A questão financeira, porém, seguiu sendo a mais problemática e delicada. De acordo com o levantamento, 18 dos 32 milhões são afetados pela pobreza monetária, o que representa 34,3% do total. Pelos critérios da Unicef, elas não têm renda suficiente para comprar uma cesta básica de itens fundamentais para sua sobrevivência.

Esse valor considerado mínimo diz respeito a uma renda per capita de no mínimo R$ 346,00 para a zona urbana e R$ 269,00 para a zona rural.

Mas apenas 11,2% (6 milhões) desses são afetados somente pela pobreza monterária e têm os demais seis direitos analisados garantidos. Enquanto isso, outros 23,1% (12 milhões), além da falta de dinheiro, têm um ou dois direitos negados, o que já caracteriza "privação múltipla" nas palavras do órgão internacional.

Além deles, o País têm ainda 14 milhões de crianças e adolescentes que, apesar de terem acesso a renda per capita superior aos R$ 346 na cidade ou R$ 269 no campo, por outros motivos, têm um ou mais direitos negados. O que as coloca na situação de pobreza da mesma forma.

= Material fornecido =

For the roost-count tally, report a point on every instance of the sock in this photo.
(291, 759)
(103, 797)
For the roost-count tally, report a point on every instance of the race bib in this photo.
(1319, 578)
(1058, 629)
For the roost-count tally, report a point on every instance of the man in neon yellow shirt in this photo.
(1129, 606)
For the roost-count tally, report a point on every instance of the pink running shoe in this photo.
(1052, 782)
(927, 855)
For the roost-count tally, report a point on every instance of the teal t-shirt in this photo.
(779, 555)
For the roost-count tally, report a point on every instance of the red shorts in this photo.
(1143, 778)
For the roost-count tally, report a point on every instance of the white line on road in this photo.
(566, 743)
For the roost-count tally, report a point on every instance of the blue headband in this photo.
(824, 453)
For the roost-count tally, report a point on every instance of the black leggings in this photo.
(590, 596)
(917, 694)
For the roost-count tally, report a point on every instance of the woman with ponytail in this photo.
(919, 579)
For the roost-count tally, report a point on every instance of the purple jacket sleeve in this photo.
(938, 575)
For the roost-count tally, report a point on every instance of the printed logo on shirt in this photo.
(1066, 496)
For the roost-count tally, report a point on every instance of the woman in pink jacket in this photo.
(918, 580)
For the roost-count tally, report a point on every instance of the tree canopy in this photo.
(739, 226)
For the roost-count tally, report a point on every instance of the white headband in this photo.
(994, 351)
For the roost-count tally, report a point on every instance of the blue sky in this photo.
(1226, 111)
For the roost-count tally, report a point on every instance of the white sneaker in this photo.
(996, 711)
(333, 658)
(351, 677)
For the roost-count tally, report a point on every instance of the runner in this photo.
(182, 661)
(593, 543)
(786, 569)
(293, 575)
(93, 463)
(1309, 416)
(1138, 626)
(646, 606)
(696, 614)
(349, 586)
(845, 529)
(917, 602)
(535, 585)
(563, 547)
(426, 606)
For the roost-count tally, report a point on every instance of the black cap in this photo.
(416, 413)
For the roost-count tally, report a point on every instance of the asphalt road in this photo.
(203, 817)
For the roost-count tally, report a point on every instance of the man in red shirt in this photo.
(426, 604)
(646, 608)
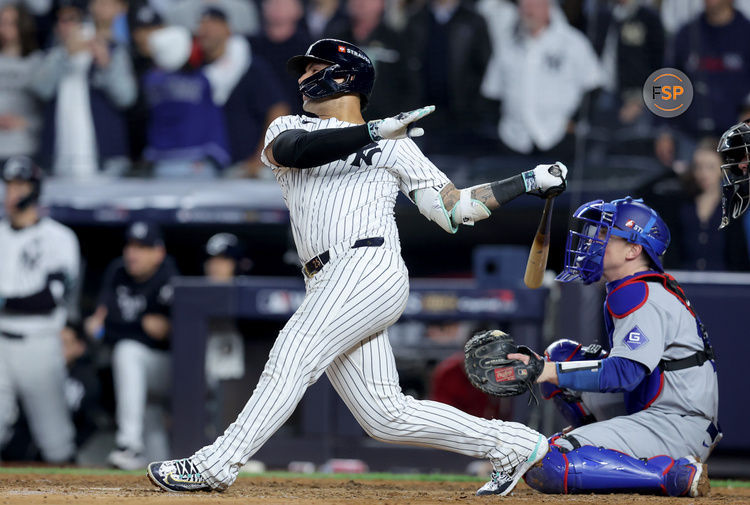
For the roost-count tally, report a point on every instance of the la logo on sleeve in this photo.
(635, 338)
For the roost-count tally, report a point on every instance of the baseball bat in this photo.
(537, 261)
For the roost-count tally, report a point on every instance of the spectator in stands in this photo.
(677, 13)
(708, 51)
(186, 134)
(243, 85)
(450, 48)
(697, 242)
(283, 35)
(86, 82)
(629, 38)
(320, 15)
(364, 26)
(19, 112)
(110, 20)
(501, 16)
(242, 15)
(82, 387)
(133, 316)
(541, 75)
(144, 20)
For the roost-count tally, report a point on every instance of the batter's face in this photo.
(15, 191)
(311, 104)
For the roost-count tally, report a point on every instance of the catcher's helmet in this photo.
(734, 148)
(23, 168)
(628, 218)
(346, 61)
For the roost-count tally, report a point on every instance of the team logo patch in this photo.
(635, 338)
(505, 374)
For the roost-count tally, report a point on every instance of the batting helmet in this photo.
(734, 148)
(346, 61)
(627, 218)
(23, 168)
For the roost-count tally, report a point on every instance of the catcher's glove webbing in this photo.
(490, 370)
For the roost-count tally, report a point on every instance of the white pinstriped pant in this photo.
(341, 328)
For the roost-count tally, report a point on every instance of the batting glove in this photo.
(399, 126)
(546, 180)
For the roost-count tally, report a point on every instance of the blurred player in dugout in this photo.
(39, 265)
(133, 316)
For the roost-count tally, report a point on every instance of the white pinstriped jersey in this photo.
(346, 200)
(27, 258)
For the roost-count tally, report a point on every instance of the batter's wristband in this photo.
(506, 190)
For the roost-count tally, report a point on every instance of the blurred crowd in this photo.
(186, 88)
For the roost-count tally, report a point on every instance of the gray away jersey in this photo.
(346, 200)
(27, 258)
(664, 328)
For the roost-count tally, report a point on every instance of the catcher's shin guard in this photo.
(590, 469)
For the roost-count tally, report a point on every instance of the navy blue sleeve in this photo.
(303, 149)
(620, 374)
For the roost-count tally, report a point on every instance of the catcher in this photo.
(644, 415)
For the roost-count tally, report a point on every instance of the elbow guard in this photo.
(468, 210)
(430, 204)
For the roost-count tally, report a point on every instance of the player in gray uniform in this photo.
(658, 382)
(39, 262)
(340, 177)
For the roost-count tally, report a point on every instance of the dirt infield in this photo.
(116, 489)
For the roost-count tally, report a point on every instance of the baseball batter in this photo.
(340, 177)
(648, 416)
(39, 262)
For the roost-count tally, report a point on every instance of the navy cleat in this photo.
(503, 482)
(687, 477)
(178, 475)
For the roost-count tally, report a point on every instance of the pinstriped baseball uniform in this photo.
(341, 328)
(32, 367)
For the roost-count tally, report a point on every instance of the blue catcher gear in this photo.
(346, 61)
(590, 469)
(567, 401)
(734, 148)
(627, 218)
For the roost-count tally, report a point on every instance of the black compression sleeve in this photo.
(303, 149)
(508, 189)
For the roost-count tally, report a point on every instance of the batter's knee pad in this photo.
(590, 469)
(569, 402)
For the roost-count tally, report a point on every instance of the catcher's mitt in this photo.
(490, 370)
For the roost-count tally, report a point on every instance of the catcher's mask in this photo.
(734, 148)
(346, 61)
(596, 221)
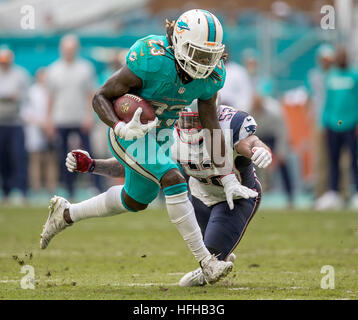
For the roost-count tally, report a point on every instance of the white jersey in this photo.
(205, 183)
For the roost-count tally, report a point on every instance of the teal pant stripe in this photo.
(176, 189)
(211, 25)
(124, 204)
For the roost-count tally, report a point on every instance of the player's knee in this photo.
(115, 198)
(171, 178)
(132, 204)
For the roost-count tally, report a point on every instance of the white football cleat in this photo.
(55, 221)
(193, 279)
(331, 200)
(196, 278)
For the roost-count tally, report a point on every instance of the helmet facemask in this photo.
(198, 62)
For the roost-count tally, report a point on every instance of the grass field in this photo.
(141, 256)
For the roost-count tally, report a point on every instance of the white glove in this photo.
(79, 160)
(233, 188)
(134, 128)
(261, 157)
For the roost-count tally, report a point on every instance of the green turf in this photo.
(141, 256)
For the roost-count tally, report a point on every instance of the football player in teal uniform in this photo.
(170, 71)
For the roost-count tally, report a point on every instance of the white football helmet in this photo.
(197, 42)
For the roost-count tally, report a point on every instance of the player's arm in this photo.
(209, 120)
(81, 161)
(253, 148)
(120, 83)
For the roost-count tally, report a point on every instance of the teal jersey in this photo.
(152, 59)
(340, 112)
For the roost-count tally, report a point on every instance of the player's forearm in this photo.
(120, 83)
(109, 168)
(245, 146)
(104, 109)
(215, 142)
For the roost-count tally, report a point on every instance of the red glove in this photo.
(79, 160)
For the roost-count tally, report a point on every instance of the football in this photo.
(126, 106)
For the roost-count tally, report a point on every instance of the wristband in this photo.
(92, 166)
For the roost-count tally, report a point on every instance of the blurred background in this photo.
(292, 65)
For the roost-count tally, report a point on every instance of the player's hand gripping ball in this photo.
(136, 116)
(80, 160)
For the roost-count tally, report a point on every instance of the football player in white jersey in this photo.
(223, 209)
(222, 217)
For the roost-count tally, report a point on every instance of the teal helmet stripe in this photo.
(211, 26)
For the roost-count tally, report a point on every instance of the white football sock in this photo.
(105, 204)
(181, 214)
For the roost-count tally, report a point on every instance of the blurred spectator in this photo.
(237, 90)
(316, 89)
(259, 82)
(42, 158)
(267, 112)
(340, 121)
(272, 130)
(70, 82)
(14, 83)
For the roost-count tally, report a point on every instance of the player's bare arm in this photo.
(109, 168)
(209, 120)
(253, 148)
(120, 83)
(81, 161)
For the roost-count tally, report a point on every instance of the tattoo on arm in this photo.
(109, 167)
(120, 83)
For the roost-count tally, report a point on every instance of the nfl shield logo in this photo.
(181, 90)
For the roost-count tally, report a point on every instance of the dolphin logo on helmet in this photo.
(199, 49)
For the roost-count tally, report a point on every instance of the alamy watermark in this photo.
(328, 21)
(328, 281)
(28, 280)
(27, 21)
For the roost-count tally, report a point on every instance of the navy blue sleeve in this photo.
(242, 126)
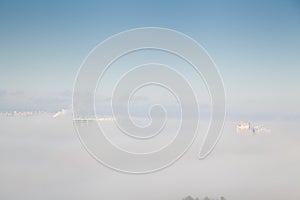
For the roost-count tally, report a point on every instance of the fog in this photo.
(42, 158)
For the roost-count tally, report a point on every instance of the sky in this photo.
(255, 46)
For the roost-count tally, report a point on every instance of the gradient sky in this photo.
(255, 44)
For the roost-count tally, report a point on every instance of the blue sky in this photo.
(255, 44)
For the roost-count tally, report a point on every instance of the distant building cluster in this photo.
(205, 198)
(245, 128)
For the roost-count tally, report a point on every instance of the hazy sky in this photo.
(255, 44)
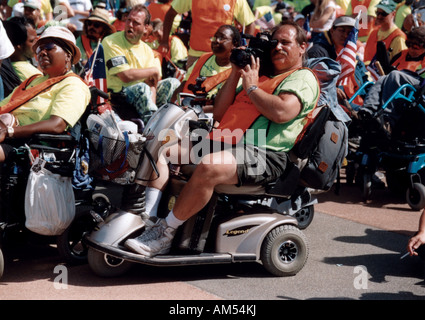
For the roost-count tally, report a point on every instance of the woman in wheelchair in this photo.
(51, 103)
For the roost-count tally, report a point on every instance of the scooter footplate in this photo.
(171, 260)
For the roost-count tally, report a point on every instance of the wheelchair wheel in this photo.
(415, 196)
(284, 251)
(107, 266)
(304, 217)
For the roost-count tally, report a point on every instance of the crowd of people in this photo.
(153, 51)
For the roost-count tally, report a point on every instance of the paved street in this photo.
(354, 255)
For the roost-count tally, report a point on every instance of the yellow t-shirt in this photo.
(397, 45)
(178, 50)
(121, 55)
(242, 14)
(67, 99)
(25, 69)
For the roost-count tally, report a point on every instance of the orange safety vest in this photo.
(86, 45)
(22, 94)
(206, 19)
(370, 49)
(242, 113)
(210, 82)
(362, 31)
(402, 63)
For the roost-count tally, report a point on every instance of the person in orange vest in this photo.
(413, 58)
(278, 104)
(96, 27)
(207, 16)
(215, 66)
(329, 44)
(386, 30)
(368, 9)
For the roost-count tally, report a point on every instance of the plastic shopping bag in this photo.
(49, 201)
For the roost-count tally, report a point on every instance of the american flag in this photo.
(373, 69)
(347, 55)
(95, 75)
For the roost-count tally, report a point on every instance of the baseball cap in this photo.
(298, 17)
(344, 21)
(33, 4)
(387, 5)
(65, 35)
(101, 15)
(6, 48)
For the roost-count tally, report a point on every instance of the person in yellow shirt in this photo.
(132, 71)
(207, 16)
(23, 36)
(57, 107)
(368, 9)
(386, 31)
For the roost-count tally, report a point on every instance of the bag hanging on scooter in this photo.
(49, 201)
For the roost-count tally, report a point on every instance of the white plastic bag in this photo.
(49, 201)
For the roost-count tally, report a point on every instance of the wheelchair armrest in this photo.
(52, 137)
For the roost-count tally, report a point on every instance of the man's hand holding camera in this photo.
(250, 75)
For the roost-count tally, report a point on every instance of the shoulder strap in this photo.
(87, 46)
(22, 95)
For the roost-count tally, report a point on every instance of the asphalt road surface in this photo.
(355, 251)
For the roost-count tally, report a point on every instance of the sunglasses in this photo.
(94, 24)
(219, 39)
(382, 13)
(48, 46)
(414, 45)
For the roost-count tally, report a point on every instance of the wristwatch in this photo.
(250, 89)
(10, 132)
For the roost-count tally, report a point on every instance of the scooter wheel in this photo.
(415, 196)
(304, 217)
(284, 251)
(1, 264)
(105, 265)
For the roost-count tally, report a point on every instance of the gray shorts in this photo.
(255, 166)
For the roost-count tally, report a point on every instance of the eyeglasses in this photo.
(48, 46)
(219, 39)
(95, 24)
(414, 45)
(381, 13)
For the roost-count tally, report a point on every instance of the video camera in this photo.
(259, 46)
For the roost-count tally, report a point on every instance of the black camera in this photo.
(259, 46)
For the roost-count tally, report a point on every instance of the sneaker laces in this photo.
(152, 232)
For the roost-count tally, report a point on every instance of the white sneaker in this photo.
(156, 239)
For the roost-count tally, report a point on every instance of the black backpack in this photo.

= Tarefa escrita =
Segundo o texto de leitura, qual é a renda per capita mínima considerada para a zona rural?

= Resolução do exercício =
R$ 269,00.